• [About this exercise]:
The records below must be copied in full, exactly as they read.

Saved entries
┏━━

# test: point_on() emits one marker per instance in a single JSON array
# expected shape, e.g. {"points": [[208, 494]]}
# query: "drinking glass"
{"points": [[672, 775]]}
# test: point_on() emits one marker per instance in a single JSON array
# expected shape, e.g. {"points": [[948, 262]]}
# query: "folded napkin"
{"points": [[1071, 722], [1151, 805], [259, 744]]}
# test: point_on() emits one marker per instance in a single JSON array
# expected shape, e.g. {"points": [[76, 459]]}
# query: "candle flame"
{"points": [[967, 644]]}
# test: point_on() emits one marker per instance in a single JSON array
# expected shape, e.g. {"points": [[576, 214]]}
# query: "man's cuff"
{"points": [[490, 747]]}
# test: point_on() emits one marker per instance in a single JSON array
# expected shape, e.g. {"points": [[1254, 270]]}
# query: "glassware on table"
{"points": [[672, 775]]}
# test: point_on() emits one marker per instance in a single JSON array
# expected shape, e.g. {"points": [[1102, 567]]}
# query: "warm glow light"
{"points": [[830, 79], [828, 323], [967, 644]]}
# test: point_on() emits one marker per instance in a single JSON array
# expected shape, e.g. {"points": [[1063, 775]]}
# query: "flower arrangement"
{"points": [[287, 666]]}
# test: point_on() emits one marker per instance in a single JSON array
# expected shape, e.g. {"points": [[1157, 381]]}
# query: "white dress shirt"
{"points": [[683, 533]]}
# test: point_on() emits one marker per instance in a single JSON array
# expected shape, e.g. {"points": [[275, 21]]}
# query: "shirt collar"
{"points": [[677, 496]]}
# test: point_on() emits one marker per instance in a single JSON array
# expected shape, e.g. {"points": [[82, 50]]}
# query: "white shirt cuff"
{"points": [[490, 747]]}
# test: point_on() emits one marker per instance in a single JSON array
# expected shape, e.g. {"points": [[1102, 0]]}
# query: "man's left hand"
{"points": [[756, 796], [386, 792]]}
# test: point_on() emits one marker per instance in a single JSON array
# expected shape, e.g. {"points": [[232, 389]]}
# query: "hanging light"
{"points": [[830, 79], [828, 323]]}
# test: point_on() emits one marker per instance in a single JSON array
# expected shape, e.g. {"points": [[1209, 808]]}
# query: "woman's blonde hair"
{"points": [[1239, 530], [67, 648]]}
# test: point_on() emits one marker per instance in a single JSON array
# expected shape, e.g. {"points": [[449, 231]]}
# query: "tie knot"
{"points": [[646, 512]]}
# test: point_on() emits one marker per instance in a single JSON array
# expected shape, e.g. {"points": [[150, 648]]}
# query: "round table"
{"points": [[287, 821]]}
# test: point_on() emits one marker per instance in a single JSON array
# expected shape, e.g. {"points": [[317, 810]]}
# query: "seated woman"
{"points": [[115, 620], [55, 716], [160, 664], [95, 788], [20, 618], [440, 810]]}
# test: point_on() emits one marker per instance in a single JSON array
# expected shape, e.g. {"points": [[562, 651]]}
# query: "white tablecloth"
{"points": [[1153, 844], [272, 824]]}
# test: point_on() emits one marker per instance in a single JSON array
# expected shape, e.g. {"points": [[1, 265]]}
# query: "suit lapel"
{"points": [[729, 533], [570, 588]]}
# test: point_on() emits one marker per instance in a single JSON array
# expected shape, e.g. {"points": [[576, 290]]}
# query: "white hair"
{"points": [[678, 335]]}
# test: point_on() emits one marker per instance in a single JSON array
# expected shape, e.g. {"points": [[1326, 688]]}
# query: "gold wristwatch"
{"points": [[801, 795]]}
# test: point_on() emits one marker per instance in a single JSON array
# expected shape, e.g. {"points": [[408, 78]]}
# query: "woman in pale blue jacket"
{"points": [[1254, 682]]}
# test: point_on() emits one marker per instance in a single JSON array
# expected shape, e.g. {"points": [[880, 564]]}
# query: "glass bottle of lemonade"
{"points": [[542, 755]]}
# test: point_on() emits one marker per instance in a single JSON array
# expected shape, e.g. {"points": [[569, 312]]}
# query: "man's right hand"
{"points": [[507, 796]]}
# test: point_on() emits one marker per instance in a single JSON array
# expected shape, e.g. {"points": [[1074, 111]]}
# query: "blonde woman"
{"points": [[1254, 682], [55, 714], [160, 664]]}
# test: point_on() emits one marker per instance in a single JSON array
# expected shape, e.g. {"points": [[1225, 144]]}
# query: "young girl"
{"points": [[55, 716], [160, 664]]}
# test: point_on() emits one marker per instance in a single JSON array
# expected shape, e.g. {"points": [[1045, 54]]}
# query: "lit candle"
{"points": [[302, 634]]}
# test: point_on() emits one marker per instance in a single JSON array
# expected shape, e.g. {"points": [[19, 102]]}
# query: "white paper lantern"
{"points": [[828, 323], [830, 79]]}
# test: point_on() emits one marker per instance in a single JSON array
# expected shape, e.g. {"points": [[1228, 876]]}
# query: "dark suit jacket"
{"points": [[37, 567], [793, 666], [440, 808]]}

┗━━

• [Expected answer]:
# test: point_on() emits one marker per instance in a single JSON array
# expected shape, e.g. {"points": [[208, 494]]}
# query: "drinking glass"
{"points": [[672, 775]]}
# test: point_on() emits one marker per instance in a single JSON array
# expected shape, e.g. {"points": [[948, 262]]}
# query: "folded napkin"
{"points": [[1071, 722], [1151, 805], [259, 744]]}
# test: point_on() emits one marker per instance in a single JSON array
# expected shape, e.g. {"points": [[76, 459]]}
# query: "candle flame"
{"points": [[967, 644]]}
# test: point_on() emits one marker per instance in a single JSON array
# expected shape, e.g. {"points": [[576, 214]]}
# query: "man's cuff"
{"points": [[490, 747]]}
# test: point_on() emits one marker per instance in a single JSON array
# expected shape, e.g. {"points": [[1254, 270]]}
# query: "glassware on table"
{"points": [[672, 775]]}
# test: point_on() emits one marker per instance in a single JSON array
# expected shape, e.g. {"points": [[1102, 567]]}
# query: "warm glow light"
{"points": [[830, 79], [828, 323], [967, 644]]}
# test: point_on() emits one marker per instance in a single JSON array
# expected shape, e.g. {"points": [[1063, 775]]}
# query: "flower arrangement"
{"points": [[287, 666]]}
# test: point_on() emits one marker per instance in a single JSON array
# expected shape, e.g. {"points": [[1157, 381]]}
# query: "white dress shirt"
{"points": [[683, 533]]}
# test: point_on() emits one marker per instance in a single JSON array
# expected shape, e.g. {"points": [[275, 21]]}
# query: "shirt collar"
{"points": [[677, 496]]}
# test: point_on() emits one marker per instance in a single JSON array
# expected shape, e.g. {"points": [[82, 50]]}
# query: "white shirt cuff"
{"points": [[490, 747]]}
# test: point_on() emits one marker per instance in a single JSON array
# expected shape, e.g. {"points": [[1102, 0]]}
# query: "man's left hand"
{"points": [[756, 796], [386, 792]]}
# test: point_on() emits one marker per instance in a single JSON array
# expected shape, e.g. {"points": [[232, 389]]}
# query: "hanging light"
{"points": [[830, 79], [828, 323]]}
# test: point_on() emits one marker per instance in a single JSON array
# expected shape, e.g. {"points": [[1209, 808]]}
# query: "woman's blonde hair"
{"points": [[1239, 530], [67, 648]]}
# test: point_on() emits one marker per instance in a single JSON array
# expected shape, e.g. {"points": [[449, 231]]}
# query: "tie knot"
{"points": [[646, 512]]}
# test: point_on() emits one marker per instance in a single JSON array
# expected shape, e.g. {"points": [[150, 648]]}
# query: "round table"
{"points": [[287, 821]]}
# test: point_on() emits one marker per instance in a single JSON array
# expected shape, e.g. {"points": [[317, 810]]}
# query: "seated woman"
{"points": [[115, 620], [55, 716], [160, 664], [95, 788], [20, 618], [440, 810]]}
# test: point_on() emits one marker per instance in a single JSON array
# expected shape, e.g. {"points": [[562, 651]]}
# query: "white tablecloth"
{"points": [[1153, 844], [272, 824]]}
# test: point_on() emits one marker per instance in a single JSON array
# expected shape, e.g. {"points": [[1, 265]]}
# query: "suit lapel"
{"points": [[729, 533], [570, 588]]}
# test: point_on() emits one marker per instance in a single JSON array
# expected shape, e.g. {"points": [[576, 290]]}
# query: "white hair"
{"points": [[678, 335]]}
# test: point_on() emits one marker per instance in a single JSON array
# expected shape, e.g. {"points": [[1326, 688]]}
# query: "gold wristwatch"
{"points": [[801, 795]]}
# test: point_on() emits one marker per instance in a single JSON array
# expected shape, e.g. {"points": [[408, 78]]}
# query: "woman in pale blue jacket"
{"points": [[1254, 682]]}
# test: point_on() emits one marker per instance in a single JSON array
# expected shape, e.g. {"points": [[880, 564]]}
# query: "glass bottle of lemonade"
{"points": [[542, 755]]}
# test: point_on() emits one marker per instance in a single JSON array
# expected shape, e.g. {"points": [[569, 312]]}
# query: "man's right hand"
{"points": [[507, 796]]}
# test: point_on() emits one marker per instance in a single JSON array
# expected shape, e.g. {"points": [[1074, 111]]}
# query: "blonde woman"
{"points": [[1254, 682], [55, 714], [160, 664]]}
# test: point_on() emits one marker per instance in a single JSON array
# expected shape, e.g. {"points": [[1225, 144]]}
# query: "young girl"
{"points": [[55, 716], [160, 664]]}
# test: point_on() emits one marker per instance in a single JSON array
# expected shape, e.g. {"points": [[1045, 54]]}
# query: "lit candle"
{"points": [[302, 634]]}
# test: point_on() emits one marker per instance in a single JSON array
# expected shape, e.g. {"points": [[19, 102]]}
# query: "white paper lantern"
{"points": [[828, 323], [830, 79]]}
# test: point_on() emits one marker per instance in a single JSON array
# expected shape, e.g. {"points": [[1228, 876]]}
# query: "dark suit jacket"
{"points": [[37, 567], [793, 666], [440, 808]]}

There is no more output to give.